*Activity*. Exclude the pictures. Transcribe, exactly as written, the lines from the one with "Draw the outline of every instance of the tree" through the end of the entries below.
(Input material)
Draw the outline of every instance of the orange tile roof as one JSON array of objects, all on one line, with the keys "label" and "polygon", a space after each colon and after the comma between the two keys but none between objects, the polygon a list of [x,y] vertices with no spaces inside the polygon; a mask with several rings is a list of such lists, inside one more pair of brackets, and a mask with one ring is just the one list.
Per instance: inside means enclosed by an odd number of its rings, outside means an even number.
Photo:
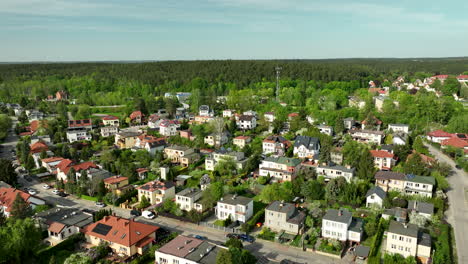
[{"label": "orange tile roof", "polygon": [[243,140],[247,140],[249,139],[250,137],[249,136],[238,136],[238,137],[235,137],[234,139],[243,139]]},{"label": "orange tile roof", "polygon": [[429,132],[427,133],[427,135],[431,137],[451,137],[452,136],[451,133],[445,132],[441,129]]},{"label": "orange tile roof", "polygon": [[[67,168],[70,166],[70,164],[72,164],[71,160],[64,159],[59,164],[57,164],[57,169],[63,171],[66,174],[66,173],[68,173]],[[67,170],[67,171],[65,172],[65,170]]]},{"label": "orange tile roof", "polygon": [[23,198],[23,200],[25,200],[26,202],[28,202],[29,197],[31,197],[29,193],[23,192],[16,188],[0,188],[0,205],[6,207],[6,212],[10,212],[11,206],[15,201],[16,194],[18,193],[21,196],[21,198]]},{"label": "orange tile roof", "polygon": [[56,162],[56,161],[60,161],[60,160],[63,160],[63,158],[62,157],[51,157],[51,158],[42,159],[42,162],[50,163],[50,162]]},{"label": "orange tile roof", "polygon": [[47,146],[47,144],[43,141],[37,141],[36,143],[32,144],[30,148],[31,153],[39,153],[49,150],[49,146]]},{"label": "orange tile roof", "polygon": [[445,139],[445,140],[442,140],[442,142],[440,143],[442,146],[452,146],[452,147],[455,147],[455,148],[465,148],[465,147],[468,147],[468,142],[463,140],[463,139],[460,139],[458,137],[452,137],[452,138],[449,138],[449,139]]},{"label": "orange tile roof", "polygon": [[145,183],[141,186],[139,186],[137,189],[138,190],[145,190],[149,192],[154,192],[156,190],[167,190],[169,188],[174,187],[174,183],[167,181],[167,182],[162,182],[162,181],[150,181],[148,183]]},{"label": "orange tile roof", "polygon": [[130,119],[135,119],[137,117],[143,117],[143,114],[141,113],[141,111],[133,111],[130,114]]},{"label": "orange tile roof", "polygon": [[128,180],[128,178],[117,175],[117,176],[112,176],[112,177],[104,179],[104,183],[114,184],[114,183],[122,182],[122,181],[125,181],[125,180]]},{"label": "orange tile roof", "polygon": [[394,158],[395,155],[385,150],[371,150],[370,153],[374,158]]},{"label": "orange tile roof", "polygon": [[64,228],[65,228],[64,224],[58,223],[58,222],[52,222],[52,224],[50,224],[47,230],[49,230],[50,232],[54,232],[54,233],[60,233]]},{"label": "orange tile roof", "polygon": [[[107,232],[99,232],[98,229],[108,229]],[[128,220],[116,216],[106,216],[96,223],[86,226],[85,235],[101,238],[126,247],[138,244],[144,246],[148,242],[148,236],[155,233],[158,226],[148,225],[134,220]]]}]

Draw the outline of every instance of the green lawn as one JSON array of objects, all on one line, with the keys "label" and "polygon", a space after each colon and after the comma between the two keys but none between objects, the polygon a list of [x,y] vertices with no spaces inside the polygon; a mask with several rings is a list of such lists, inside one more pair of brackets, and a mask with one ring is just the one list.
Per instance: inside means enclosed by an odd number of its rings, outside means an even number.
[{"label": "green lawn", "polygon": [[98,200],[97,197],[91,197],[91,196],[88,196],[88,195],[81,195],[81,199],[88,200],[88,201],[93,201],[93,202],[97,202],[97,200]]}]

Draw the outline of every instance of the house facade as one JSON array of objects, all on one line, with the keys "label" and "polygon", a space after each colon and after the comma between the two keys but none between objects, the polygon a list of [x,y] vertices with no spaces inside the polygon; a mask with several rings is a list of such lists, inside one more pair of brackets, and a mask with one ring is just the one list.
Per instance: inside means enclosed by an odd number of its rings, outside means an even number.
[{"label": "house facade", "polygon": [[291,142],[286,140],[282,136],[268,136],[262,142],[263,154],[272,154],[278,156],[284,156],[287,149],[291,146]]},{"label": "house facade", "polygon": [[354,219],[346,209],[328,209],[322,218],[322,237],[339,241],[360,242],[363,235],[362,221]]},{"label": "house facade", "polygon": [[257,118],[253,115],[241,115],[236,121],[237,128],[242,130],[252,130],[257,127]]},{"label": "house facade", "polygon": [[363,143],[374,143],[380,145],[384,138],[384,132],[374,130],[350,130],[349,131],[353,140]]},{"label": "house facade", "polygon": [[[227,249],[227,248],[224,248]],[[221,248],[194,237],[179,235],[154,253],[155,264],[211,264]]]},{"label": "house facade", "polygon": [[175,202],[184,211],[196,210],[203,212],[203,205],[200,203],[202,191],[196,188],[186,188],[175,195]]},{"label": "house facade", "polygon": [[250,143],[252,139],[248,136],[238,136],[232,140],[232,144],[238,146],[239,148],[244,148],[247,144]]},{"label": "house facade", "polygon": [[375,174],[375,183],[386,192],[395,190],[407,195],[432,197],[435,179],[430,176],[378,171]]},{"label": "house facade", "polygon": [[428,263],[431,256],[431,236],[420,231],[416,225],[391,221],[385,251],[405,258],[413,256],[421,263]]},{"label": "house facade", "polygon": [[69,143],[73,143],[81,140],[91,140],[91,135],[86,129],[74,129],[67,130],[67,140]]},{"label": "house facade", "polygon": [[212,134],[207,135],[203,139],[203,141],[208,146],[222,146],[224,144],[227,144],[228,141],[229,141],[228,133],[223,132],[223,133],[221,133],[221,135],[212,133]]},{"label": "house facade", "polygon": [[259,165],[260,176],[270,176],[276,181],[292,181],[300,159],[286,157],[266,157]]},{"label": "house facade", "polygon": [[148,199],[150,204],[160,204],[175,197],[174,183],[169,181],[150,181],[137,187],[137,190],[139,202],[141,202],[143,196]]},{"label": "house facade", "polygon": [[409,125],[406,124],[389,124],[388,130],[393,132],[403,132],[408,134],[409,133]]},{"label": "house facade", "polygon": [[371,150],[372,157],[374,158],[374,165],[379,170],[390,170],[396,164],[395,154],[385,150]]},{"label": "house facade", "polygon": [[264,226],[274,232],[285,231],[288,234],[302,234],[305,214],[299,212],[292,203],[274,201],[265,209]]},{"label": "house facade", "polygon": [[105,126],[101,127],[101,136],[110,137],[119,133],[119,128],[117,126]]},{"label": "house facade", "polygon": [[320,151],[320,142],[318,138],[297,136],[294,141],[294,155],[299,158],[313,159]]},{"label": "house facade", "polygon": [[159,123],[159,134],[166,137],[176,136],[179,127],[180,124],[177,120],[164,120]]},{"label": "house facade", "polygon": [[317,167],[317,174],[325,177],[327,180],[331,180],[338,177],[343,177],[347,182],[351,182],[356,169],[350,166],[341,166],[334,164],[321,164]]},{"label": "house facade", "polygon": [[120,121],[119,118],[116,116],[105,116],[102,118],[102,124],[104,126],[114,126],[114,127],[119,127],[120,126]]},{"label": "house facade", "polygon": [[242,170],[247,162],[244,152],[227,151],[225,149],[216,150],[205,158],[205,169],[214,171],[216,164],[220,161],[232,160],[236,163],[238,170]]},{"label": "house facade", "polygon": [[369,189],[366,193],[366,207],[382,208],[385,197],[387,193],[379,186]]},{"label": "house facade", "polygon": [[131,149],[135,146],[140,132],[122,131],[115,135],[115,145],[120,149]]},{"label": "house facade", "polygon": [[225,195],[218,201],[215,214],[219,220],[231,218],[232,221],[245,223],[253,215],[253,200],[243,196]]},{"label": "house facade", "polygon": [[23,200],[28,203],[32,209],[36,208],[38,205],[46,204],[46,202],[41,198],[30,195],[29,193],[16,188],[0,187],[0,212],[3,212],[6,217],[10,217],[11,209],[17,195],[23,198]]}]

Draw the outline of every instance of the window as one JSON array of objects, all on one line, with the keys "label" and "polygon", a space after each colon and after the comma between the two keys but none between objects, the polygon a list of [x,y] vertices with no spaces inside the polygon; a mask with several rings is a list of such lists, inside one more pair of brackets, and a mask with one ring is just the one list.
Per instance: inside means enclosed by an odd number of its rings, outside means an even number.
[{"label": "window", "polygon": [[405,240],[405,238],[404,238],[404,237],[402,237],[402,236],[400,236],[400,238],[399,238],[399,239],[400,239],[400,241],[404,241],[404,240]]},{"label": "window", "polygon": [[179,264],[179,260],[178,259],[172,259],[172,263],[173,264]]},{"label": "window", "polygon": [[411,238],[407,237],[406,242],[411,243]]},{"label": "window", "polygon": [[397,236],[396,236],[396,235],[392,235],[392,239],[397,239]]},{"label": "window", "polygon": [[395,244],[392,244],[392,249],[396,249],[396,245]]}]

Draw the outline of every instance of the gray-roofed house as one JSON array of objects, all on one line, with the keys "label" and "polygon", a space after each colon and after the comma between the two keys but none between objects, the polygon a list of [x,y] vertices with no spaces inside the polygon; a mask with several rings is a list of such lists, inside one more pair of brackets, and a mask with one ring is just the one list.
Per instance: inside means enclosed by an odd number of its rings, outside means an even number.
[{"label": "gray-roofed house", "polygon": [[385,197],[387,197],[387,193],[379,186],[369,189],[366,194],[366,207],[382,208]]},{"label": "gray-roofed house", "polygon": [[413,256],[426,264],[431,256],[431,237],[419,230],[417,225],[391,221],[385,251],[405,258]]},{"label": "gray-roofed house", "polygon": [[216,263],[216,256],[221,248],[223,247],[207,241],[180,235],[156,250],[155,263]]},{"label": "gray-roofed house", "polygon": [[52,208],[34,216],[40,226],[47,228],[48,241],[57,245],[69,236],[79,233],[83,227],[93,222],[93,215],[69,208]]},{"label": "gray-roofed house", "polygon": [[431,176],[418,176],[394,171],[378,171],[375,183],[384,191],[399,191],[407,195],[432,197],[435,179]]},{"label": "gray-roofed house", "polygon": [[312,159],[320,151],[320,142],[316,137],[297,136],[294,141],[294,155]]},{"label": "gray-roofed house", "polygon": [[408,219],[408,211],[405,208],[394,207],[390,209],[385,209],[382,213],[383,219],[393,219],[401,223],[406,223]]},{"label": "gray-roofed house", "polygon": [[224,148],[216,150],[211,153],[205,159],[205,169],[209,171],[214,171],[216,164],[220,161],[232,160],[236,163],[237,169],[241,170],[244,168],[247,159],[245,158],[244,152],[230,151]]},{"label": "gray-roofed house", "polygon": [[408,211],[416,212],[417,214],[430,219],[434,214],[434,205],[431,203],[411,200],[408,202]]},{"label": "gray-roofed house", "polygon": [[245,223],[253,215],[253,199],[227,194],[218,201],[215,212],[219,220],[231,218],[232,221]]},{"label": "gray-roofed house", "polygon": [[347,182],[351,182],[354,177],[355,168],[350,166],[341,166],[335,164],[321,164],[317,167],[317,174],[331,180],[338,177],[344,177]]},{"label": "gray-roofed house", "polygon": [[198,212],[203,211],[203,205],[198,203],[202,196],[202,191],[196,188],[186,188],[175,196],[175,202],[184,211],[191,211],[195,209]]},{"label": "gray-roofed house", "polygon": [[297,235],[303,232],[305,214],[292,203],[274,201],[265,209],[265,227]]},{"label": "gray-roofed house", "polygon": [[347,209],[328,209],[322,218],[322,237],[360,242],[362,234],[362,220],[353,218]]},{"label": "gray-roofed house", "polygon": [[259,165],[260,176],[270,176],[275,181],[292,181],[300,159],[286,157],[266,157]]}]

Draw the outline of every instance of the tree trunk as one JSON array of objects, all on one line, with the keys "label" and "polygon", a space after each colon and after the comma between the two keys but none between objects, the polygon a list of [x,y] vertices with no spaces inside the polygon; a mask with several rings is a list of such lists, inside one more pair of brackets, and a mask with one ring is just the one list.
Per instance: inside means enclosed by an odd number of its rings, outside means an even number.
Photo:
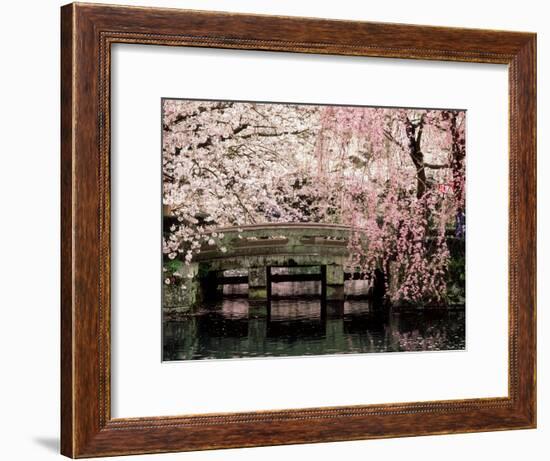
(End Input material)
*Result of the task*.
Draw the outline of every instance of the tree trunk as one JSON array of objects, all on one line, with the keys "label" and "polygon", a space after each colon and after the comma between the two keys but none between objects, the polygon a list of [x,y] vertices with no spaces inside the polygon; a mask with several rings is a list of such lists, inside one more pair of brackets, and a mask with one ring is just the one list.
Per instance: inside means enclosed by an odd number of its rings, outside means an even number.
Photo:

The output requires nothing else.